## Short task
Reproduce the listing below verbatim, omitting any pictures from your reproduction.

## Input records
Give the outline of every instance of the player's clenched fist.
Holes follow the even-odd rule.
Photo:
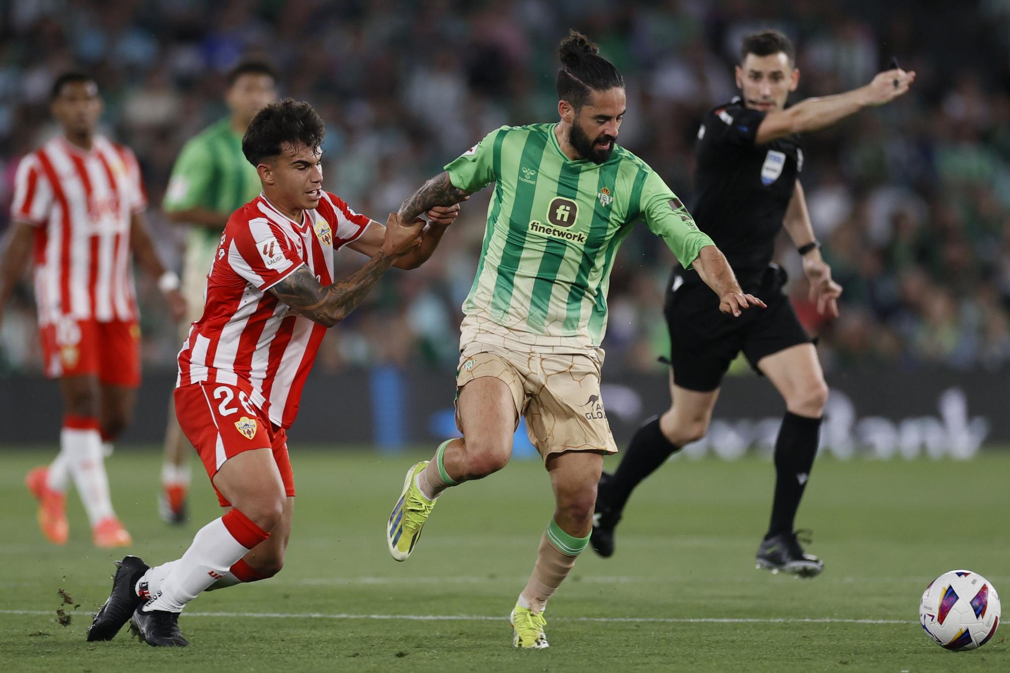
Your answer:
[[[382,252],[387,257],[396,259],[403,257],[421,244],[421,231],[424,220],[415,218],[409,224],[402,224],[395,212],[386,218],[386,238],[382,244]]]
[[[469,196],[464,198],[464,201],[469,198]],[[431,224],[448,226],[457,217],[460,216],[460,204],[453,203],[450,206],[432,206],[431,210],[424,213],[424,216],[428,218],[428,221]]]
[[[732,313],[733,317],[739,317],[740,311],[751,306],[766,308],[765,302],[752,294],[743,292],[727,292],[719,297],[719,310],[723,313]]]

## Response to the task
Give the outline of every instance of the player's clenched fist.
Holes follow the even-odd rule.
Photo:
Your answer:
[[[382,252],[387,257],[396,259],[403,257],[421,244],[421,231],[424,220],[415,218],[409,224],[402,224],[395,212],[386,218],[386,238],[382,244]]]
[[[469,196],[464,198],[464,201],[469,198]],[[431,224],[448,226],[457,217],[460,216],[460,204],[453,203],[450,206],[432,206],[431,210],[424,213],[424,216],[428,218],[428,221]]]
[[[732,313],[733,317],[739,317],[740,311],[751,306],[766,308],[765,302],[752,294],[743,292],[727,292],[719,297],[719,310],[723,313]]]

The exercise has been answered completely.